Aim of the exercise: Return each line of the material that contains the word "flower".

=======

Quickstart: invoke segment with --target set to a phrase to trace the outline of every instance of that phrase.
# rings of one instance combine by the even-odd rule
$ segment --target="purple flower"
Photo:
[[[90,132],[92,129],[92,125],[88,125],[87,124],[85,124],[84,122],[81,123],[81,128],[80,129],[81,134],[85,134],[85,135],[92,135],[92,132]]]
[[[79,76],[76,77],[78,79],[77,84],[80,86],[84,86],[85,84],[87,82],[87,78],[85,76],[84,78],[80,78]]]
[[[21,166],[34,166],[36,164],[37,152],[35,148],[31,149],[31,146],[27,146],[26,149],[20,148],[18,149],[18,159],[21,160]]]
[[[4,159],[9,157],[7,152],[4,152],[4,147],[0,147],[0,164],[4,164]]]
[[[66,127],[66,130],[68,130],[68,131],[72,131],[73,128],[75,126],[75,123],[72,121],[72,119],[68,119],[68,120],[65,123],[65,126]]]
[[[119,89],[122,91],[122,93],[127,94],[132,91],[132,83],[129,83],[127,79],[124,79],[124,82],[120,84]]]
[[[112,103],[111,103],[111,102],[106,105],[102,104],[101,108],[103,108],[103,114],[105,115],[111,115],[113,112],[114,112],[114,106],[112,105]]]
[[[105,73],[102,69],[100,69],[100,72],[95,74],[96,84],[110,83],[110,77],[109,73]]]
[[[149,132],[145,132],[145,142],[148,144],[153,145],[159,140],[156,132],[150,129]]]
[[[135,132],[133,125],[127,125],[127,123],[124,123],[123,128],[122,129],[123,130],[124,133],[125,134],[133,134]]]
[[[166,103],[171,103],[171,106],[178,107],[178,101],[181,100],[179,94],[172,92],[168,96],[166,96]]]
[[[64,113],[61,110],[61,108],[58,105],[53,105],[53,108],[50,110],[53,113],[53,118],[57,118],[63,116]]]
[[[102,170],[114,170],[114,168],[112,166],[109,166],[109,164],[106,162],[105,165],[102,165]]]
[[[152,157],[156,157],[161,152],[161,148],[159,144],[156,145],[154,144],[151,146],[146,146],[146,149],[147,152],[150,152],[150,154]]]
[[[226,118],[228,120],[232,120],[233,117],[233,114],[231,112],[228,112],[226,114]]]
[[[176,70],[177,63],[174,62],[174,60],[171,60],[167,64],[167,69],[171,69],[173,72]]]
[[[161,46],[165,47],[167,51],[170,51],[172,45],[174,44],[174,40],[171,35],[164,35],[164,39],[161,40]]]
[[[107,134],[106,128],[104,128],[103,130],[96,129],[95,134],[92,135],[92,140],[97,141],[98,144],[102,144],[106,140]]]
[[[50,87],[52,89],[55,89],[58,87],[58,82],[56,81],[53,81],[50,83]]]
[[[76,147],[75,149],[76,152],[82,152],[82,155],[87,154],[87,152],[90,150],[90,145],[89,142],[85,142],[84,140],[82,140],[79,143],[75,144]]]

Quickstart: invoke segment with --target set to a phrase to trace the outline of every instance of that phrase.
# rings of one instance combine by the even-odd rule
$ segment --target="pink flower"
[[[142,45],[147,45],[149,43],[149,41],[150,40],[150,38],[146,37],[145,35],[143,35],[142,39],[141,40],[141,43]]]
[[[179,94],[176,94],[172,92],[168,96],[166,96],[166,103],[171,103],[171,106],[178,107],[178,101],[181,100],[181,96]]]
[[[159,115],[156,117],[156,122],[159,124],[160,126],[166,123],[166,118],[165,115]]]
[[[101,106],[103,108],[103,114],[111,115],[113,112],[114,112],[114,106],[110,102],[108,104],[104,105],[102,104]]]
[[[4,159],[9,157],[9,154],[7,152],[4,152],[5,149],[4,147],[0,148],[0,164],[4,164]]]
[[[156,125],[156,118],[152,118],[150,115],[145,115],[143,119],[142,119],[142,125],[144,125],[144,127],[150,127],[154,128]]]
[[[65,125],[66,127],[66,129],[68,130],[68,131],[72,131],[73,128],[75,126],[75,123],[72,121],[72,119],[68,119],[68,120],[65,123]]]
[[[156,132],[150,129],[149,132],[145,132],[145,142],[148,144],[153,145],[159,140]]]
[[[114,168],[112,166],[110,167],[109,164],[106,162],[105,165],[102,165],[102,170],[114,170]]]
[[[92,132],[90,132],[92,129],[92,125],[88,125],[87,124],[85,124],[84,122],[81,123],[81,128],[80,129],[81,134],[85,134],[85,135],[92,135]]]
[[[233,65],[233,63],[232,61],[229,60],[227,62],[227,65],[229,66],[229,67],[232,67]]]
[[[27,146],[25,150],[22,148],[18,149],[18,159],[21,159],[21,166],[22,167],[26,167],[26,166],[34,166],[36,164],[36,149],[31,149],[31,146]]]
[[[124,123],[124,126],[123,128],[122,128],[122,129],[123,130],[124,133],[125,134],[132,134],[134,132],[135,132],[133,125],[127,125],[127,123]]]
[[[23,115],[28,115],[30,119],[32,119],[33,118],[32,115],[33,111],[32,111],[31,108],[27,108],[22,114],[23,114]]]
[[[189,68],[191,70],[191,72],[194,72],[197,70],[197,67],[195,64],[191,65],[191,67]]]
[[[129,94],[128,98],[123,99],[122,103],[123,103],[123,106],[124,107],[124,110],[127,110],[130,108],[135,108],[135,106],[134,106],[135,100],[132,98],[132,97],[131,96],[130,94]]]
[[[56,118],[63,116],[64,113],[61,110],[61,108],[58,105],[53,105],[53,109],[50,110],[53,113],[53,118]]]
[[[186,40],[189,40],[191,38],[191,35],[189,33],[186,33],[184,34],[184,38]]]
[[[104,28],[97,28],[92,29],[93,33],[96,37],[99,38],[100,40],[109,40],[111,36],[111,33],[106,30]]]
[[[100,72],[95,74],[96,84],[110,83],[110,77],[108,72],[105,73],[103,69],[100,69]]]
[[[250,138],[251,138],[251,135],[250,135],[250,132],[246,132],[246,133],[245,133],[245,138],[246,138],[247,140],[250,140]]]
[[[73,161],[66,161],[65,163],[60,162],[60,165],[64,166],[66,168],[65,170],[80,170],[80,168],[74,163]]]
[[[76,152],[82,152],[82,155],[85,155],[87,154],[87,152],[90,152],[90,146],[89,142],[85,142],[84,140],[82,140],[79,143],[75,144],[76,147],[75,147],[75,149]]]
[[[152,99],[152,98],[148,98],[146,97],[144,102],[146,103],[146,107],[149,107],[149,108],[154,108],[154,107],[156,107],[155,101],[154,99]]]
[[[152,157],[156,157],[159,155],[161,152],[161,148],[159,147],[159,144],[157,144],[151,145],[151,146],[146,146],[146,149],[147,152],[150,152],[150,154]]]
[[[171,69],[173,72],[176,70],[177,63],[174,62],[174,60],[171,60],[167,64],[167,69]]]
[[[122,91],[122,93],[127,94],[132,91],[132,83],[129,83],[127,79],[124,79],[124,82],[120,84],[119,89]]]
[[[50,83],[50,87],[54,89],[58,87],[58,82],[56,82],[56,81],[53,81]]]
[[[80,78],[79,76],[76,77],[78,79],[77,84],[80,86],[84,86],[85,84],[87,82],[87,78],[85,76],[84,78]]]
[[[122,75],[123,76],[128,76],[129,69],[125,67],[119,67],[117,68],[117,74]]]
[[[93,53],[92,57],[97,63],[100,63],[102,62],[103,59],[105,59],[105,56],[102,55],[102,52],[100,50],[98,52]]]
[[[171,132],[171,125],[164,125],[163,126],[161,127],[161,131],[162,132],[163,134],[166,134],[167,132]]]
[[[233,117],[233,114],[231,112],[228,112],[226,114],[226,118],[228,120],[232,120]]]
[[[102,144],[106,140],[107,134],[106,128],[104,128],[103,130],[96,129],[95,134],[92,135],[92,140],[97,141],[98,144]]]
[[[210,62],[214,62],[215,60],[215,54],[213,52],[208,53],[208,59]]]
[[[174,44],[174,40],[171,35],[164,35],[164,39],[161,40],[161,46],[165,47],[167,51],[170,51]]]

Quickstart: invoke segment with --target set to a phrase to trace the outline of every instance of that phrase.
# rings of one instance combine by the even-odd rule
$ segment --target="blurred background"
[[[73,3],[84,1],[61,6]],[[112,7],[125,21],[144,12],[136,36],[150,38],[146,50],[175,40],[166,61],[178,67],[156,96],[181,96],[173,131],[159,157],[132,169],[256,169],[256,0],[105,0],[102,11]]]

=======

Response:
$ segment --target="purple flower"
$ segment --target="pink flower"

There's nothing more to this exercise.